• [Listed entries]:
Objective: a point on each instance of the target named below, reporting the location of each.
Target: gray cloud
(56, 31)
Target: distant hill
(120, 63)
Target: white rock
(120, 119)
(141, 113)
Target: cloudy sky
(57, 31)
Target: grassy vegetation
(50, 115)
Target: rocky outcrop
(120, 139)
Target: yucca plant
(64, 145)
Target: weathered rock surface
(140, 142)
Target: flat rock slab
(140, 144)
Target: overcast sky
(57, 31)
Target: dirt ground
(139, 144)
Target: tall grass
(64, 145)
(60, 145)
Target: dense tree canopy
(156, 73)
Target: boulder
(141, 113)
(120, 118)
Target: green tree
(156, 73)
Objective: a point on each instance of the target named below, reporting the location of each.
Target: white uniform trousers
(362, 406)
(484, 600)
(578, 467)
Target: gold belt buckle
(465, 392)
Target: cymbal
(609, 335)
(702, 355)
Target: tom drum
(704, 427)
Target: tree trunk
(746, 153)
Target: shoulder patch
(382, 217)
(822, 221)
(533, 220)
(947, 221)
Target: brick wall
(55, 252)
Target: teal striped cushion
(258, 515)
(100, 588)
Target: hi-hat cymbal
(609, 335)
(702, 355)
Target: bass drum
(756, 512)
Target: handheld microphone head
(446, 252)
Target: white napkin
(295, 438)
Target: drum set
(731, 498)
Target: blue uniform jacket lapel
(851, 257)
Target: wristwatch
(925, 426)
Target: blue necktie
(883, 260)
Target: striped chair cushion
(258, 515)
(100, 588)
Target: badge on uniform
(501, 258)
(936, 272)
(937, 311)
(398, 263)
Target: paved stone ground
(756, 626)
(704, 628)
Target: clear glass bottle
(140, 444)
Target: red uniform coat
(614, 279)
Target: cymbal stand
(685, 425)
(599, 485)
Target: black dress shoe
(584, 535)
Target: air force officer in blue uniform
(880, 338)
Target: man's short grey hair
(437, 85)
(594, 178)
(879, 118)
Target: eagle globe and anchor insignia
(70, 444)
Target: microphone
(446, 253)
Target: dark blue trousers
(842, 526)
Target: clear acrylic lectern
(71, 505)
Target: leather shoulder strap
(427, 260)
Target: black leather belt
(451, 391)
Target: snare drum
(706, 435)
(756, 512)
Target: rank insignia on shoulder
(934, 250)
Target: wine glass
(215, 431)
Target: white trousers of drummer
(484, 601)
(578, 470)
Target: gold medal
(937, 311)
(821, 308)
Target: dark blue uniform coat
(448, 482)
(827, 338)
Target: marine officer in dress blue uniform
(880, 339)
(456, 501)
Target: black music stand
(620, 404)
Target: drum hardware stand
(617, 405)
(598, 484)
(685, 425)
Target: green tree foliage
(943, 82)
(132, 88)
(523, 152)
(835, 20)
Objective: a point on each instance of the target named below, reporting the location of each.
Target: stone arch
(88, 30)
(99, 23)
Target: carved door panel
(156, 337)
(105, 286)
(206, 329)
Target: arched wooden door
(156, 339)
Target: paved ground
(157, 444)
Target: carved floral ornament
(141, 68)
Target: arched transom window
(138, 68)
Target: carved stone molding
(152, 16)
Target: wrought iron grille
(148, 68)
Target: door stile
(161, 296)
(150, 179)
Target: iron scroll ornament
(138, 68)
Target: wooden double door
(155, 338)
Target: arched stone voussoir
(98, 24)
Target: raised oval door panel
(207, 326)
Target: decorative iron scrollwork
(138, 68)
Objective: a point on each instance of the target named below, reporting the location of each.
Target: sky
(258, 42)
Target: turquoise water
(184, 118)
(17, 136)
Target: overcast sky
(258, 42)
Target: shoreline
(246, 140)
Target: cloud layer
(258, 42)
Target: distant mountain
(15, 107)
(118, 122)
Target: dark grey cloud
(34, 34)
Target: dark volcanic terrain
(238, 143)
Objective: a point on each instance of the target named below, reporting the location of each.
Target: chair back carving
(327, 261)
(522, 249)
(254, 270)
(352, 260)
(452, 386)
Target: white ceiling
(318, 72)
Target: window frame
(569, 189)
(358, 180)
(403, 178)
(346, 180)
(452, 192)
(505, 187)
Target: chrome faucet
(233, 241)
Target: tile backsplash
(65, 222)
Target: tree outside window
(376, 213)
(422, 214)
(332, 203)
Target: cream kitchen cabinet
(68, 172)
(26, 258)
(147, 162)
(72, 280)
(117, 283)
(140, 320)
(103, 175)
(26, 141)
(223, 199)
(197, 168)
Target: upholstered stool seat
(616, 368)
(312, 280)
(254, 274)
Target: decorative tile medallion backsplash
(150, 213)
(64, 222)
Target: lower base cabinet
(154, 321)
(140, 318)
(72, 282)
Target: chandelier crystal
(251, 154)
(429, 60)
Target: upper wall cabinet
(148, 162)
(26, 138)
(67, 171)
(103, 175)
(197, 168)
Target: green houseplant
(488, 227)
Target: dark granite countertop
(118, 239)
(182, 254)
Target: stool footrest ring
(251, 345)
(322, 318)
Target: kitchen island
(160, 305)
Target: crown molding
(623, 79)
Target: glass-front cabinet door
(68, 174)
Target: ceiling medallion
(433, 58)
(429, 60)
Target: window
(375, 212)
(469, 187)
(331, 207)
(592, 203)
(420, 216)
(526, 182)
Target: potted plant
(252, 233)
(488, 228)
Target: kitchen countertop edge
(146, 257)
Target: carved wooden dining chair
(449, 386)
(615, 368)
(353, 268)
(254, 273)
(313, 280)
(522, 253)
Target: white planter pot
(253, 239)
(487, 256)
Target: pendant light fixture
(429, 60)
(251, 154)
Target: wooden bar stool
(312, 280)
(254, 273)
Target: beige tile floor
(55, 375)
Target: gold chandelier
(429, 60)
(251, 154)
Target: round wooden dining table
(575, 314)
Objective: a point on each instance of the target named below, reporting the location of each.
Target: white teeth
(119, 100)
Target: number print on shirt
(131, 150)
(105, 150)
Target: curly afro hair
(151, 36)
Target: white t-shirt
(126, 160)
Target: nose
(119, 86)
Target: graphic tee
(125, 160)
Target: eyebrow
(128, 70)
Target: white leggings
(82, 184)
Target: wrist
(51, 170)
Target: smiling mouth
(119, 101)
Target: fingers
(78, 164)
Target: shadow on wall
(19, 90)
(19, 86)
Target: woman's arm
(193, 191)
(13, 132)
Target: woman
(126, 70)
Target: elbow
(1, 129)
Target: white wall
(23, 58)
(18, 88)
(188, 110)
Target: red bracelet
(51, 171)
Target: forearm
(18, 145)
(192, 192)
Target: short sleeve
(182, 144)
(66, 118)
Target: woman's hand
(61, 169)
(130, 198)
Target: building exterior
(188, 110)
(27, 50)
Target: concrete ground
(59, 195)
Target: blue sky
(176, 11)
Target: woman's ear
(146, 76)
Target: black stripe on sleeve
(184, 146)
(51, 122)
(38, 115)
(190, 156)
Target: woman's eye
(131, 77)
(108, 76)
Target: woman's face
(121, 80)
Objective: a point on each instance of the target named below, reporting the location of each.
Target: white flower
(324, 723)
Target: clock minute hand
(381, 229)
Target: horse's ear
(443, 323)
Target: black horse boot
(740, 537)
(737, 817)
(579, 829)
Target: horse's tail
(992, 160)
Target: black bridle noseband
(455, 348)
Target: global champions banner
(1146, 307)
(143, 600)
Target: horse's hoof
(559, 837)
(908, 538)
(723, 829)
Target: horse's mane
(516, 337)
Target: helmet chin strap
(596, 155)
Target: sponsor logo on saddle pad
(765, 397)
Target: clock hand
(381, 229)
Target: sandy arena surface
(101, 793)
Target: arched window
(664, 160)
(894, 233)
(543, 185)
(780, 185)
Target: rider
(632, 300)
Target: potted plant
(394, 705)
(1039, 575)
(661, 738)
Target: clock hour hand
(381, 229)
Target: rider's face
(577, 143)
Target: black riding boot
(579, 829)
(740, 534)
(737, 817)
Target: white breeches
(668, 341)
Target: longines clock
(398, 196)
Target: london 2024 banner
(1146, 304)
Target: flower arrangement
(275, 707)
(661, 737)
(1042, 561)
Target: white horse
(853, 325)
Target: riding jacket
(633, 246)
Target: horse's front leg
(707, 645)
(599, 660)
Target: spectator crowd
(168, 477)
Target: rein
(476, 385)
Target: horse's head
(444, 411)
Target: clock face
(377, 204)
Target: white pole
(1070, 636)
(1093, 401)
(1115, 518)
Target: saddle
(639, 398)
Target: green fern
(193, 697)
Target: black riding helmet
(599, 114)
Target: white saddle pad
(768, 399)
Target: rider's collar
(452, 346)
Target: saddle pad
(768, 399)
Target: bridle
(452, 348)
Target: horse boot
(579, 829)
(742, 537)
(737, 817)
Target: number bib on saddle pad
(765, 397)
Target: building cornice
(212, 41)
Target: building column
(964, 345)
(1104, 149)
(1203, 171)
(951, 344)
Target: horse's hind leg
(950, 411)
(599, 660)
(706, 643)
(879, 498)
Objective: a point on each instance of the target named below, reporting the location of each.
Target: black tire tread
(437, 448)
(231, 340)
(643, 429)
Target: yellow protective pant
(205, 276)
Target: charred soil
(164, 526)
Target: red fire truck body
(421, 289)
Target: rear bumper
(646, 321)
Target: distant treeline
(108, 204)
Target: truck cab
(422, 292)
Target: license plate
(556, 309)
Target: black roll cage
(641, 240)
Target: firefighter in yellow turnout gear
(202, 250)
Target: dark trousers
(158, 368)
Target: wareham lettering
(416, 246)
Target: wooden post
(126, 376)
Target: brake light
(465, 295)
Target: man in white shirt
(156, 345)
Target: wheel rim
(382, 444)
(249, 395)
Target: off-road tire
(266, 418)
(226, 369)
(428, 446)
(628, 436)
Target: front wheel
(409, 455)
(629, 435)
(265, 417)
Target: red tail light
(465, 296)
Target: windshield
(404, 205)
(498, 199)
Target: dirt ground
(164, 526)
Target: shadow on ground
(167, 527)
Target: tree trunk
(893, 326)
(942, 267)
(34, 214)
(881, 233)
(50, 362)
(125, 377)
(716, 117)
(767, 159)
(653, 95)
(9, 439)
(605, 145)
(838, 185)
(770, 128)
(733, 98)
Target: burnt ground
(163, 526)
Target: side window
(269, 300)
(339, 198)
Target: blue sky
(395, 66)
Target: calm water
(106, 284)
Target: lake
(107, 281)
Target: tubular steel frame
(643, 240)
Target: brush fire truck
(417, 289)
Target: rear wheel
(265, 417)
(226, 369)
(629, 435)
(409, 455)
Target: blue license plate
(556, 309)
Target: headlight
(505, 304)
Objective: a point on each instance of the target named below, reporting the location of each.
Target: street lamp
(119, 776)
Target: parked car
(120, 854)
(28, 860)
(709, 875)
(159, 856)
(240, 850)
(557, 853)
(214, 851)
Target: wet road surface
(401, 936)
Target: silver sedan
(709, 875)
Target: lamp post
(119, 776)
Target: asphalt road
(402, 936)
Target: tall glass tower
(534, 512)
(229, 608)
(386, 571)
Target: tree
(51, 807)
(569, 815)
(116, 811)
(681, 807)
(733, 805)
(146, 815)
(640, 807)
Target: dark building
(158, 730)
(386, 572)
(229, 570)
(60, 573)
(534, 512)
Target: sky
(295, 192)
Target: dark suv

• [Your instructions]: Exactly repeat the lines from the line that contains "Target: asphalt road" to the end of the entries, both included, and leave out all other lines.

• [Response to the exercise]:
Target: asphalt road
(402, 936)
Target: tall glass tower
(534, 512)
(229, 608)
(386, 571)
Target: tree
(51, 807)
(569, 815)
(116, 811)
(681, 807)
(733, 805)
(146, 815)
(640, 807)
Target: dark building
(158, 730)
(386, 572)
(229, 570)
(60, 573)
(534, 512)
Target: sky
(295, 192)
Target: dark suv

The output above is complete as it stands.